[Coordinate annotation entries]
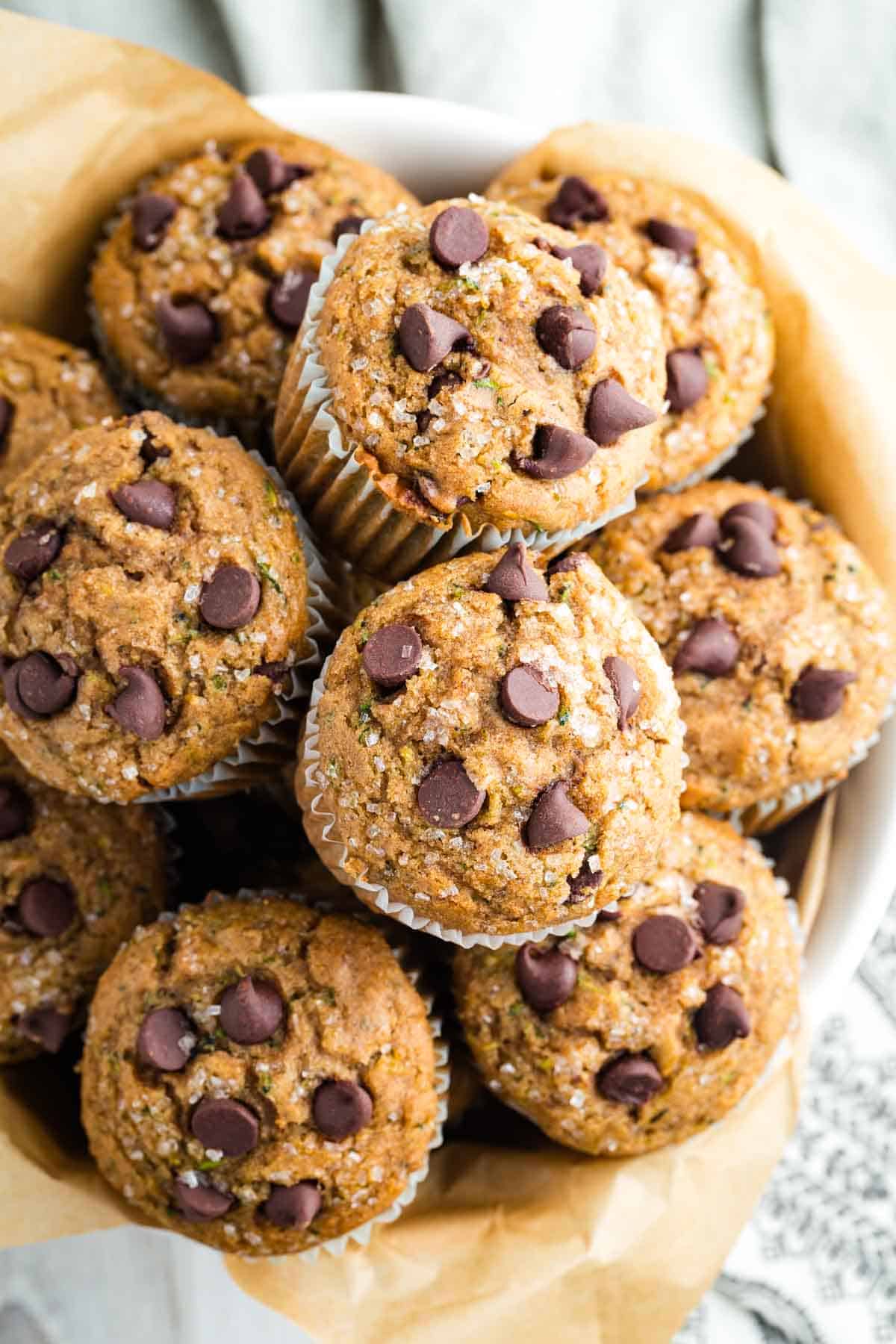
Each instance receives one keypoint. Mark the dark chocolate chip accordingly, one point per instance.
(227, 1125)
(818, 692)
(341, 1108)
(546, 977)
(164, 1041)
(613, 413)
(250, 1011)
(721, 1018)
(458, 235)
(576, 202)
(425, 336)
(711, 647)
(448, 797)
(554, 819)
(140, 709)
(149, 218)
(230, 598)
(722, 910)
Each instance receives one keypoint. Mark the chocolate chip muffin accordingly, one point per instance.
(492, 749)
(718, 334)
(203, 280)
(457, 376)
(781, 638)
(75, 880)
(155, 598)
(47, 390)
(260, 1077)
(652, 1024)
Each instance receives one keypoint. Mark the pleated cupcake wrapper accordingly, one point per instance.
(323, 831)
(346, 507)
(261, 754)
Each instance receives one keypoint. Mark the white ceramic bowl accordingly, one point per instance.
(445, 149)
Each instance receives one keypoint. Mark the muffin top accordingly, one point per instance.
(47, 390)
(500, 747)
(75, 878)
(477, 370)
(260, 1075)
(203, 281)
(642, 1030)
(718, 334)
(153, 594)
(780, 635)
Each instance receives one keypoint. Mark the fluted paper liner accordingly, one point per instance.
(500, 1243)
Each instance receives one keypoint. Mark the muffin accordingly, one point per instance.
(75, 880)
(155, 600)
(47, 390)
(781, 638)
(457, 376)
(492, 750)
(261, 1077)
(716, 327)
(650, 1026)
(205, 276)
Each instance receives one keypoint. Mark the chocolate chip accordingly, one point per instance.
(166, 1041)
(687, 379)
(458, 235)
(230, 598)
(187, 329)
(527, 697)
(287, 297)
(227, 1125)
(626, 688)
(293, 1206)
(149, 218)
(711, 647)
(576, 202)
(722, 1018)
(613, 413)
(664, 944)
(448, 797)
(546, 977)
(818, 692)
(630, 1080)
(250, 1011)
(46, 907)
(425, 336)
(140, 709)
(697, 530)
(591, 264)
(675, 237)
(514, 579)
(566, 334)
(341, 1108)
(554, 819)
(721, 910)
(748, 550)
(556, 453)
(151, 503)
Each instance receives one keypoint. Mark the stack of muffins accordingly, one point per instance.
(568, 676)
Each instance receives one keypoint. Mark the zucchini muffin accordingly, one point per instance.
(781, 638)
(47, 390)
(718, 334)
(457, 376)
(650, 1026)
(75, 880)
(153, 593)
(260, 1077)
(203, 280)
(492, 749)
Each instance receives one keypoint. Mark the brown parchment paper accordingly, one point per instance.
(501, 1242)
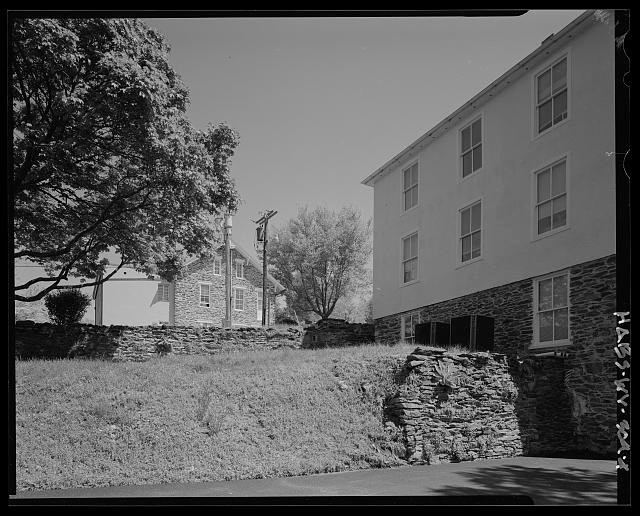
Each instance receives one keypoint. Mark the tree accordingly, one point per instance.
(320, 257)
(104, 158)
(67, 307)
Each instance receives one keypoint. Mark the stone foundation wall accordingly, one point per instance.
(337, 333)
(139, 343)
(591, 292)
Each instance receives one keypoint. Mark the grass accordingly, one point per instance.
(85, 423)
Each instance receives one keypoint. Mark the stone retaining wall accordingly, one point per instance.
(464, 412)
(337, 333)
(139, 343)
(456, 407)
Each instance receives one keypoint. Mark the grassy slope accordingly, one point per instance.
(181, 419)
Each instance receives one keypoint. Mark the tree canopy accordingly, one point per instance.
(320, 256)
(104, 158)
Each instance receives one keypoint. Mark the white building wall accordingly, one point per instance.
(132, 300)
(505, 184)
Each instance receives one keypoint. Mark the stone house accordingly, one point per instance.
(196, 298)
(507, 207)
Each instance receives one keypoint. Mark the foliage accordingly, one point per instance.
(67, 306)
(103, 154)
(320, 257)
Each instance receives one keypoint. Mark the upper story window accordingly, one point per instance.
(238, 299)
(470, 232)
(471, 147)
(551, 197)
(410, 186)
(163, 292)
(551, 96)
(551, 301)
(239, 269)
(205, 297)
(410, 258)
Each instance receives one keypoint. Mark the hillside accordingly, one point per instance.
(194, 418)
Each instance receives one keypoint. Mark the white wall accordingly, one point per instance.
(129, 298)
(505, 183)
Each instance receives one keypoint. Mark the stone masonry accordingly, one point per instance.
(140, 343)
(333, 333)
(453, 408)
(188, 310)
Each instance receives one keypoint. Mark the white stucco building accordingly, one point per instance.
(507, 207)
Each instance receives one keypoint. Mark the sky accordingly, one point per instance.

**Task objective:** The data above should be repeated exactly, minus any pictures.

**Result of the exercise:**
Each instance receives one keypoint. Mark the dark chocolate chip accordingly, one point per instance.
(227, 1125)
(818, 692)
(341, 1108)
(546, 977)
(164, 1041)
(613, 413)
(250, 1011)
(721, 1018)
(458, 235)
(576, 202)
(425, 336)
(711, 647)
(448, 797)
(554, 819)
(140, 709)
(149, 218)
(230, 598)
(722, 910)
Each instance receives one keypoint. Mark the chocolate chip muffin accordingly, one point per instance.
(492, 749)
(718, 334)
(203, 280)
(457, 376)
(781, 638)
(75, 880)
(155, 598)
(47, 390)
(260, 1077)
(652, 1024)
Each instance receives one keypoint. Mark the pleated cupcake wrapper accordingly, one point per instance.
(323, 831)
(346, 507)
(261, 754)
Each instance receives one keypoint. Mark the white ceramic bowl accordingly, one point per instance.
(445, 149)
Each instance receives one keypoint. Mark the muffin top accordingly, one point per instance.
(47, 390)
(500, 747)
(75, 878)
(477, 370)
(260, 1075)
(203, 281)
(642, 1030)
(718, 334)
(153, 594)
(780, 635)
Each instance receives one keypoint. Mark the fluted paper liner accordingly, one point per instance.
(500, 1243)
Each instance receives one keypoint. Mark the muffin accordingly, one point per instance.
(75, 880)
(155, 600)
(47, 390)
(781, 638)
(457, 376)
(492, 750)
(261, 1077)
(716, 327)
(650, 1026)
(205, 276)
Each instance receives one keypoint. Mark the chocolate chip accordingly, one point per instance.
(166, 1041)
(687, 379)
(458, 235)
(230, 598)
(187, 329)
(527, 697)
(287, 297)
(227, 1125)
(626, 688)
(293, 1206)
(149, 218)
(711, 647)
(576, 202)
(722, 1018)
(613, 413)
(664, 944)
(448, 797)
(546, 977)
(818, 692)
(630, 1080)
(250, 1011)
(46, 907)
(425, 336)
(140, 709)
(697, 530)
(591, 264)
(675, 237)
(514, 579)
(566, 334)
(341, 1108)
(554, 819)
(721, 910)
(748, 550)
(556, 453)
(151, 503)
Each instance receives one keypoint. Mark the stack of muffins accordingly, one point per instance.
(568, 676)
Each instance receives one keypoint. Mark the zucchini muffin accordingly, one point per instance.
(781, 638)
(47, 390)
(718, 334)
(457, 376)
(650, 1026)
(75, 880)
(153, 593)
(260, 1077)
(203, 280)
(492, 749)
Each instance receives one keypoint. Mark the brown parchment paper accordingly, one point per instance.
(501, 1242)
Each instance receives one keypoint. Mark the tree accordingly, one point per instance.
(320, 257)
(104, 158)
(67, 307)
Each instance receives one keypoint. Mark the stone foundation wall accordingly, one point per instance.
(337, 333)
(139, 343)
(591, 292)
Each instance receives one keypoint. Mark the grass accordingly, one point per instance.
(85, 423)
Each instance receives one keypoint. Mark the stone retaining wall accordingly, one point per instance.
(464, 412)
(337, 333)
(139, 343)
(456, 407)
Each instance receives one keypoint. Mark the grassy slope accordingly, one point per instance.
(181, 419)
Each instance receives one keypoint. Mark the tree canopy accordingly, one point per instance.
(320, 256)
(104, 158)
Each instance receives one keypoint. Mark the white building wall accordingly, one point per instance.
(132, 300)
(505, 184)
Each instance receives one keypoint. Mark the stone house accordingly, one point per instance.
(196, 298)
(507, 207)
Each instance receives one keypoint. Mark the foliage accordingly, one point per instance.
(67, 306)
(103, 154)
(320, 257)
Each instance receives one keypoint. Mark the upper story window accordingly, one point per instance.
(238, 299)
(470, 232)
(471, 147)
(551, 197)
(410, 186)
(163, 292)
(551, 96)
(551, 301)
(239, 269)
(205, 297)
(410, 258)
Each instance receives one keypoint. Mark the hillside accordingly, one point per instance.
(194, 418)
Each instance receives one keypoint. Mark the white wall accordingly, one point per instance.
(129, 298)
(505, 183)
Each instance receives one keypoint. Mark the stone masonry accordingly, one point per instance.
(140, 343)
(333, 333)
(453, 408)
(188, 310)
Each instance receives one keypoint. Mark the white stucco building accordingly, one point per instance.
(507, 207)
Each instance receives one keypoint. Mark the sky accordingly, one point per instance.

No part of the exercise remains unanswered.